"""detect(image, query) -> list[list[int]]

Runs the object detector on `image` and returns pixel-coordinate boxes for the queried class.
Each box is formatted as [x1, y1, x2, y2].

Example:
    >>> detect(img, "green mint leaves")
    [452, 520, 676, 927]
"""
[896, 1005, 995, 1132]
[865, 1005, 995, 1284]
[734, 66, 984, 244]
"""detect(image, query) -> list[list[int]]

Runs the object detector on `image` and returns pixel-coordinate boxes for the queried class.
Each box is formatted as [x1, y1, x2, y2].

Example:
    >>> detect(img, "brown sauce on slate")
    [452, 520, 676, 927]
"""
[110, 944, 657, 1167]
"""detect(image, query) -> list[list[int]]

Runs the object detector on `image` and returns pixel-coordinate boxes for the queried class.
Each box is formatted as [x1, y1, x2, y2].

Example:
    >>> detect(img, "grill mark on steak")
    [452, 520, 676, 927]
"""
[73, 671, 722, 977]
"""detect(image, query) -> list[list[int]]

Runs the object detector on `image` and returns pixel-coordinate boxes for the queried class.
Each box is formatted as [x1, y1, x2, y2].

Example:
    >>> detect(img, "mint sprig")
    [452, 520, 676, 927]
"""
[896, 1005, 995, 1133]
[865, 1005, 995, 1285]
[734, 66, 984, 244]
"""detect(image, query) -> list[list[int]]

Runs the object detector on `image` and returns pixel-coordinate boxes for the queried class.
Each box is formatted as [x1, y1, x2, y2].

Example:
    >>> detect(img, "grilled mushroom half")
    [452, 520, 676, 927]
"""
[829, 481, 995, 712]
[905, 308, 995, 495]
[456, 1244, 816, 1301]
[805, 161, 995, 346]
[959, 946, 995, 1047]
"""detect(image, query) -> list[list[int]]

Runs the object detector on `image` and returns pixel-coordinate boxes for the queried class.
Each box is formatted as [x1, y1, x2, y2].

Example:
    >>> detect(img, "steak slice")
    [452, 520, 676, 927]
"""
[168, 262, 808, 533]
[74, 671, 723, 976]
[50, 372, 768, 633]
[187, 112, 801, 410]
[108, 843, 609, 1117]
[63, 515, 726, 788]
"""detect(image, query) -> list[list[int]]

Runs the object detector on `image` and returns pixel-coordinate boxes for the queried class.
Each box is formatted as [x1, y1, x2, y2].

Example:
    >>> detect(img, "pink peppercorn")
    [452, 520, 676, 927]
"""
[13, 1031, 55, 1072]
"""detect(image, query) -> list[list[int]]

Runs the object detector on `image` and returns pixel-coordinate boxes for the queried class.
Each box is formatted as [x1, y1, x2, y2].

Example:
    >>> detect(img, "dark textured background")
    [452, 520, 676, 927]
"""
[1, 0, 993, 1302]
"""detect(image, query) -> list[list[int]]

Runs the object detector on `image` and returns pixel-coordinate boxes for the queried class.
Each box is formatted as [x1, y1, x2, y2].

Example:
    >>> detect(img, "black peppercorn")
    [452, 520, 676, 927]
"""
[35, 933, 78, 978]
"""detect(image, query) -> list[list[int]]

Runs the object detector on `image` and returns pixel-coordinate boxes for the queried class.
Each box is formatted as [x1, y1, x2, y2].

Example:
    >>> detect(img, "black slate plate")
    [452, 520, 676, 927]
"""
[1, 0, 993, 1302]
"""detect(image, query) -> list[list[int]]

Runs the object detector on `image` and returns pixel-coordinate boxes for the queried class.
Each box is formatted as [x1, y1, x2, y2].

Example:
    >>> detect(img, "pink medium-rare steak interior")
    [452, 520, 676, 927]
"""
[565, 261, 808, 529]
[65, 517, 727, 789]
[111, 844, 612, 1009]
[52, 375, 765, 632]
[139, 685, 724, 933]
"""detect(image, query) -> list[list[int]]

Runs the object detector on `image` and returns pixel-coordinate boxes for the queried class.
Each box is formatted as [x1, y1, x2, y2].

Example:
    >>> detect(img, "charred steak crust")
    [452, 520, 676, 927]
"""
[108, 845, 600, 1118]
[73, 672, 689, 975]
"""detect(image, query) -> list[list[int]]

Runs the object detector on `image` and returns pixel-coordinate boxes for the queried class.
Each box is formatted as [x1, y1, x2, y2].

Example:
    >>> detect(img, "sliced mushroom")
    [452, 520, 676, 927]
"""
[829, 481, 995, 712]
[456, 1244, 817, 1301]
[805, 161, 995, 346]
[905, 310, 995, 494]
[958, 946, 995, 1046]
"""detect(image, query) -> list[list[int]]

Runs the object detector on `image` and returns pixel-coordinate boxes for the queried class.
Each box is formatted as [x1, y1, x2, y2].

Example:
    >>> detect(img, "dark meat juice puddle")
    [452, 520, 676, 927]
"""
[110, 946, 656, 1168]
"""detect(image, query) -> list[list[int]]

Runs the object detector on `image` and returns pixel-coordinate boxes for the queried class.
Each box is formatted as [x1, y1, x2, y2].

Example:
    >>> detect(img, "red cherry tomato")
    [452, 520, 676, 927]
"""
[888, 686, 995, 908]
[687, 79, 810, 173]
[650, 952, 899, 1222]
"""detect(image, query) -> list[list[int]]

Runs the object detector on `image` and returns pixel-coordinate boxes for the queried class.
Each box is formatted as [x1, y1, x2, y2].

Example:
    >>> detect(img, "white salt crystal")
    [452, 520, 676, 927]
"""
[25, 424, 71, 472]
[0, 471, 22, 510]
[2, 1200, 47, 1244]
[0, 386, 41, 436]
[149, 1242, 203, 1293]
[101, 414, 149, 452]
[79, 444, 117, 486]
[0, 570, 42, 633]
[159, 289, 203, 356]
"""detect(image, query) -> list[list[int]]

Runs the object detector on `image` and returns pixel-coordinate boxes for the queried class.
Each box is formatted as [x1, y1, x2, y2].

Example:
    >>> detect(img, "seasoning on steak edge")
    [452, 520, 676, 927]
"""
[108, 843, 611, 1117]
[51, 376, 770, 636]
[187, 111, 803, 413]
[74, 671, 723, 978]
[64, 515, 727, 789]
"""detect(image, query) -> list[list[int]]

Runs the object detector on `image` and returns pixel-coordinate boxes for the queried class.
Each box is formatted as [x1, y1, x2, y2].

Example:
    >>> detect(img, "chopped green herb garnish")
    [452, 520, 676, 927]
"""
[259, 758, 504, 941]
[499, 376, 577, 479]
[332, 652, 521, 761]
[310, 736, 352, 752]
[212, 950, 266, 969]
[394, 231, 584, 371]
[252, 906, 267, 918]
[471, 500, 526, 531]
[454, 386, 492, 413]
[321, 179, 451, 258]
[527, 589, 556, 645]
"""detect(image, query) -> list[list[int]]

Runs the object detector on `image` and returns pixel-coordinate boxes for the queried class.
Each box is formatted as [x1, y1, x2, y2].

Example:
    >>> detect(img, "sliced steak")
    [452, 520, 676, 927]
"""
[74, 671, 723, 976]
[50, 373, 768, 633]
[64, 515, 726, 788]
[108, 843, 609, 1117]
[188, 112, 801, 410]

☆ ☆ ☆ ☆ ☆ ☆ ☆

:: WORK TASK ::
Find the word "slate" in the entries above. Copy every line that has it.

:: RESULT BELOW ::
    >>> detect(img, "brown sauce on slate")
    >>> detect(img, "black slate plate")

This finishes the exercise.